*Assignment 1*.
Copy the article on PR lessons in the age of Twitter between "Take the example" and "context of social media.", inclusive.
*Assignment 2*.
Summarize the article on PR lessons in the age of Twitter in two sentences.
*Assignment 3*.
Write the next section of the article on PR lessons in the age of Twitter, picking up after its final sentence.

*Source extract*.
^^^^^^^^^^^^^^^^
PR Lessons Learned In the Age of Twitter
A man walks into a room and comments on a secret that was just shared among the group. One woman says, “How do you know that? No one’s left this room.” The response: “It’s all over Twitter.”
Social networking has changed the way in which people share and hunt for information, especially health and investor news. Today, one-dimensional advertising or even news articles are peripheral to the conversational power of social media. Patients in need can find community, and can engage in immediate dialogue on disease and treatment options, through the inter-connective magic of Twitter, Facebook, and other power players—and advocates can be roused to action almost instantaneously. To put it simply, social media gives the old-fashioned children’s game of “telephone” rocket-powered speed.
Take the example of Susan G. Komen for the Cure’s plan to withhold from Planned Parenthood Federation of America $750,000 in planned grant funding for breast cancer screening. Politics aside, the event was a fascinating and pivotal case study for communications in the context of social media.
^^^^^^^^^^^^^^^^
*Dataset*.
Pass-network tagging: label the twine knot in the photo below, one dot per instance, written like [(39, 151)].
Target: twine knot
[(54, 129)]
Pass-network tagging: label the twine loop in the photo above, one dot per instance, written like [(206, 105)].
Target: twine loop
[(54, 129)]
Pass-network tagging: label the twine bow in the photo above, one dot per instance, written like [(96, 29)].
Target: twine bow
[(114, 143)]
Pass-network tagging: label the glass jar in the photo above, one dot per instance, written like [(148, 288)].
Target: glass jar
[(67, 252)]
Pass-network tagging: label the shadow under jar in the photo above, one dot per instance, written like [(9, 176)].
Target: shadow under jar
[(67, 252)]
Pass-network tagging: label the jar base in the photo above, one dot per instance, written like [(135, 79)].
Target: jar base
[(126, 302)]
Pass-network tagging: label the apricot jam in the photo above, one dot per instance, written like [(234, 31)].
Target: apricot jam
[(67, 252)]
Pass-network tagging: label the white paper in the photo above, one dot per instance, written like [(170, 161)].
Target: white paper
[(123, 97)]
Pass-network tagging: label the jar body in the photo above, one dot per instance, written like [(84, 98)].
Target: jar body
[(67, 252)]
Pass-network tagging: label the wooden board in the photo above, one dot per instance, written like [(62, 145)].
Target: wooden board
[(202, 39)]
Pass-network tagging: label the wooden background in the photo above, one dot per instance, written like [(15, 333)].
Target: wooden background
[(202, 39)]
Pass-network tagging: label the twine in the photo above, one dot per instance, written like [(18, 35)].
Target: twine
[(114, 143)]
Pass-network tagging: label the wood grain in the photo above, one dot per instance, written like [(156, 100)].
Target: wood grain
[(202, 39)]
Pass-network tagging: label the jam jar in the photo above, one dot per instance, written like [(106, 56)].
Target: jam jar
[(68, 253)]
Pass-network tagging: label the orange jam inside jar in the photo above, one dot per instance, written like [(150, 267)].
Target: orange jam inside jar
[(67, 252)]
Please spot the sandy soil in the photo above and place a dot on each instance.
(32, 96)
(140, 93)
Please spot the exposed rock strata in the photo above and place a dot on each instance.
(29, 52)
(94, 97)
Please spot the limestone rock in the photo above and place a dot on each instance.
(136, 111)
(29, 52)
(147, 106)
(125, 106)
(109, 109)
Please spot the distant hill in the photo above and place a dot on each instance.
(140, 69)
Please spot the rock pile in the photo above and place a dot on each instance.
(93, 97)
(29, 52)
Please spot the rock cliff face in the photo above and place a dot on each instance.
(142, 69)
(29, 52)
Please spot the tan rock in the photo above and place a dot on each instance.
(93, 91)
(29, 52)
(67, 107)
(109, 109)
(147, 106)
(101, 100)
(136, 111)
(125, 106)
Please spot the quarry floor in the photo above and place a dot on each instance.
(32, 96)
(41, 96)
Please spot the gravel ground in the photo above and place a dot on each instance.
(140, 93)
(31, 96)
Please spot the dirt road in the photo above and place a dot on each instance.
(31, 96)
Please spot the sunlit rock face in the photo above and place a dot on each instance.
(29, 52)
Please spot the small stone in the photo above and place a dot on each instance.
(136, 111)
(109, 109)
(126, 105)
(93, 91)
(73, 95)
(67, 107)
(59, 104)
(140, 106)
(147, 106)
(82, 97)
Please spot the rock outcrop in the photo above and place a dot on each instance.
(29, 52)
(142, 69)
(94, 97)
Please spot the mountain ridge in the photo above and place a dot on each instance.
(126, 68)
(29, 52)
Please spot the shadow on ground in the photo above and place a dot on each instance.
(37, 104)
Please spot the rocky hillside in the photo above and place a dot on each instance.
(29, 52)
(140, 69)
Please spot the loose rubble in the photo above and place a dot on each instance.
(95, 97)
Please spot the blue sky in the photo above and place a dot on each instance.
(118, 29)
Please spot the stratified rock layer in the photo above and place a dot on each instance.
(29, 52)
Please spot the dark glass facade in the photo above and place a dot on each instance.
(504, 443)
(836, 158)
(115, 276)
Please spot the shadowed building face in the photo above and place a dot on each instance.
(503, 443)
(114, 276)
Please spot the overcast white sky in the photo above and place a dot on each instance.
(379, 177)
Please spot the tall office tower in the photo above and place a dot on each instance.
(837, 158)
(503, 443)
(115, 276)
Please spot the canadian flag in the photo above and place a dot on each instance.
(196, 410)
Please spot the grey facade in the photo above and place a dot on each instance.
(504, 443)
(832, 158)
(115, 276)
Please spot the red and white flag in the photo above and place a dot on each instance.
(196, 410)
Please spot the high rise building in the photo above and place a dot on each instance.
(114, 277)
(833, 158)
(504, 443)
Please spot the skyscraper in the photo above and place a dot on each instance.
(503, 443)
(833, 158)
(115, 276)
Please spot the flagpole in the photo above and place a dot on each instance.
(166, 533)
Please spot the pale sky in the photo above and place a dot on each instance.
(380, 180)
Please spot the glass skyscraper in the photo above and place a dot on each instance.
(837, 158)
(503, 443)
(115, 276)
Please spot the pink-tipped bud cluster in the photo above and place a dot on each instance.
^^^^^^^^^^^^^^^^
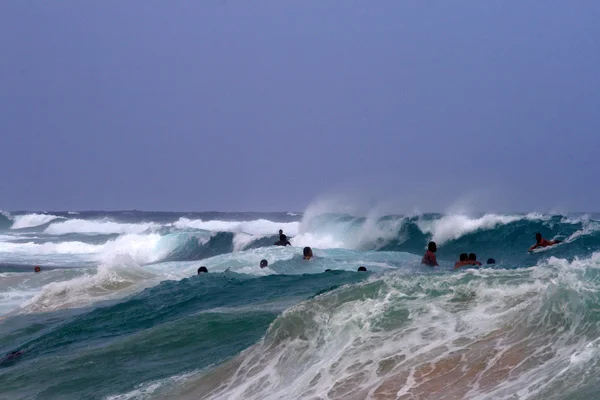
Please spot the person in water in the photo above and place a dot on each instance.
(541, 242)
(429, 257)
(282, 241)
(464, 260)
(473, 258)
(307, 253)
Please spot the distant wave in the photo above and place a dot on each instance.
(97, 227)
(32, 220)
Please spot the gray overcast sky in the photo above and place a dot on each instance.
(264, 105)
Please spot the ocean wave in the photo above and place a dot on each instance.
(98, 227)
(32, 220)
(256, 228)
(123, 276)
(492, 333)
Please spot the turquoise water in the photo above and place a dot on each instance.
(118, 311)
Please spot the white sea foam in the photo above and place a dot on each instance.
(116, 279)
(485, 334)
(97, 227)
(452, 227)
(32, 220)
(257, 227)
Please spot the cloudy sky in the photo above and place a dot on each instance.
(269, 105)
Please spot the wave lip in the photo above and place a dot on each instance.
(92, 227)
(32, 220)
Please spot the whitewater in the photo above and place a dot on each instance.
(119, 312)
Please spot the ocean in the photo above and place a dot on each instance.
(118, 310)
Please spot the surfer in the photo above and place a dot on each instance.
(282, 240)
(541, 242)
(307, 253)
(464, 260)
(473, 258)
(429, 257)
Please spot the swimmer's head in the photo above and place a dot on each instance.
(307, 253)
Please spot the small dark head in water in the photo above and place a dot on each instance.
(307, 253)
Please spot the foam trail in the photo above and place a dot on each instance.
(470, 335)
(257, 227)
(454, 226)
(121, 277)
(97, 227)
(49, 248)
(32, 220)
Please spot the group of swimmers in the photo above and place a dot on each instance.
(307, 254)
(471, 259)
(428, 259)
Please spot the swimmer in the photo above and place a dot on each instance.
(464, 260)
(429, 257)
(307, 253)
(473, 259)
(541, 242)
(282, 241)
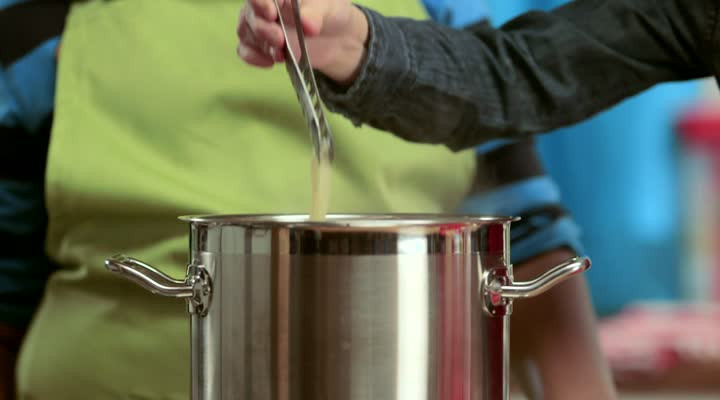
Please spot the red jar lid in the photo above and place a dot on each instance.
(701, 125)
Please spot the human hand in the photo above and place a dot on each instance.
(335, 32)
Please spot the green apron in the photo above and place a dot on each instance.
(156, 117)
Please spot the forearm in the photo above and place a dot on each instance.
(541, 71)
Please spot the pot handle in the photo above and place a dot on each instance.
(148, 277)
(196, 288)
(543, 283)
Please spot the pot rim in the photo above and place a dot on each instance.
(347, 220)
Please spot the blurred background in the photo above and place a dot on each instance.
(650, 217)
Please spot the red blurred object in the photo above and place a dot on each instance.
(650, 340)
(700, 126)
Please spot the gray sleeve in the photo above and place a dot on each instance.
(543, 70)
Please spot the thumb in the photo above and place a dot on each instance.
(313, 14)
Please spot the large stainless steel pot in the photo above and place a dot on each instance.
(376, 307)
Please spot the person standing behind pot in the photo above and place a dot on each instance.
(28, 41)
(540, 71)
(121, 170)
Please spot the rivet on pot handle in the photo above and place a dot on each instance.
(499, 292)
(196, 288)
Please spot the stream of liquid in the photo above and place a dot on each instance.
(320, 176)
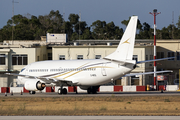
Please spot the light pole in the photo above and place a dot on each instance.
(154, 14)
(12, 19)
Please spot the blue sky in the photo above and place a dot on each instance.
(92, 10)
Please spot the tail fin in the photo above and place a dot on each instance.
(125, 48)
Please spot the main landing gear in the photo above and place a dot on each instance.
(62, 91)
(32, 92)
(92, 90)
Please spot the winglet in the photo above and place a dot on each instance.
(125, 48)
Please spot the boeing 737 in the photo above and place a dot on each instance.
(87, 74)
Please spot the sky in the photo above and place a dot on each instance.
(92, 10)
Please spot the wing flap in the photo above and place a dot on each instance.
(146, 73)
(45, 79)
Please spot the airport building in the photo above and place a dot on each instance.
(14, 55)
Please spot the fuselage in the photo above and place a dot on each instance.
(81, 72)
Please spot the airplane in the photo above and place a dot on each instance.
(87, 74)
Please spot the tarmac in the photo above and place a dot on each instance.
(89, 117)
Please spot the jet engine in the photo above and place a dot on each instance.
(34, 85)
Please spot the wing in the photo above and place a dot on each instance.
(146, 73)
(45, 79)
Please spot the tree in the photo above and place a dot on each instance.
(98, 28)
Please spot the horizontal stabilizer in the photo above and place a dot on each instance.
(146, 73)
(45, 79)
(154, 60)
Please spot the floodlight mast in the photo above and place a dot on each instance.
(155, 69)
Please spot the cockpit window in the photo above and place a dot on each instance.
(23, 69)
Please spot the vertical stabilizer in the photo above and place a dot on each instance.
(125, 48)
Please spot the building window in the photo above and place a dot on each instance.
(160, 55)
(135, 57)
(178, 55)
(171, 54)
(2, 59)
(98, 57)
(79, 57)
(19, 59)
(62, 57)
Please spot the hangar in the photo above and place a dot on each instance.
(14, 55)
^^^^^^^^^^^^^^^^
*Task response 1*.
Take the example of Susan G. Komen for the Cure’s plan to withhold from Planned Parenthood Federation of America $750,000 in planned grant funding for breast cancer screening. Politics aside, the event was a fascinating and pivotal case study for communications in the context of social media.

*Task response 2*.
Social networking has changed how people share and hunt for information, especially health and investor news: patients can find community and immediate dialogue on Twitter, Facebook, and other sites, and advocates can be roused to action almost instantly. Susan G. Komen for the Cure's plan to withhold $750,000 in breast cancer screening grant funding from Planned Parenthood Federation of America serves as a pivotal case study for communications in the context of social media.

*Task response 3*.
While Planned Parenthood moved to action almost immediately, tapping into its advocate network via email and social media, Susan G. Komen appeared to let the story spin out of control. Within hours of official notification, Planned Parenthood issued a call-to-action to constituents and mobilized a broad and deep communications effort, including an e-mail communiqué from its president; outreach to influential public officials sympathetic to the organization’s mission; media engagement, especially with high-profile professional women reporters; and blogosphere leverage, commandeering the social media space. Their multi-pronged campaign achieved critical mass and created an eventual tipping point resulting in Susan G. Komen withdrawing its grant denial.
As communications professionals, what can we learn from this episode? And how can we help clients communicate clearly, with fair-balance, in the uncertain and evolving realm of social media?
THREE SOCIAL MEDIA TIPS FOR PR PROFESSIONALS
1. Start early. Create a receptive environment in advance by engaging with key audiences and explaining your planned actions. Begin by conducting social media audits on the category, the brand, and/or the issue. Finding out customer preconceptions enables companies to address needs and develop messaging, and to identify key influencers in the environment who seek to engage and reengage. If your product has not been launched, begin joining communities now— in many patient communities, they’re already discussing your product (and possibly its price or potential side effects).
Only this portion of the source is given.